* _演習用記録_:
──────────

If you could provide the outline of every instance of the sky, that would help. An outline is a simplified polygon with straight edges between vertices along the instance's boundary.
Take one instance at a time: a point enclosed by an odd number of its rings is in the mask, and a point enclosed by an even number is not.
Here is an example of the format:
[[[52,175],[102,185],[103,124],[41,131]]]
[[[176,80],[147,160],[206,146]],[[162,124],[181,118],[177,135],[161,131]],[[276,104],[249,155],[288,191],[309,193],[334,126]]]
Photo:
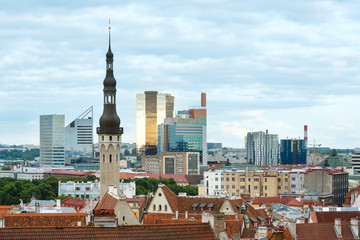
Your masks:
[[[111,19],[123,142],[136,94],[207,94],[208,142],[247,132],[360,146],[358,1],[5,1],[0,9],[0,143],[39,144],[39,116],[102,114]],[[97,142],[96,134],[94,134]]]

──────────

* _課題_: 上のすべての記録について、「sky」を「sea」に置き換えて書き直しなさい。ほかの部分は変えず、画像は解答に含めないこと。

* _解答欄_:
If you could provide the outline of every instance of the sea, that would help. An outline is a simplified polygon with straight edges between vertices along the instance's boundary.
Take one instance at a time: a point enclosed by an odd number of its rings is in the mask, and a point enclosed by an even number is not.
Here is an example of the format:
[[[52,175],[102,185],[103,124],[41,131]]]
[[[176,80],[147,160],[206,146]],[[162,124],[181,118],[177,135],[161,131]],[[276,104],[249,155],[288,191],[309,193],[334,126]]]
Photo:
Your masks:
[[[111,19],[123,142],[136,94],[207,94],[208,142],[247,132],[360,146],[358,1],[5,1],[0,9],[0,143],[39,144],[39,116],[102,114]],[[97,142],[96,134],[94,134]]]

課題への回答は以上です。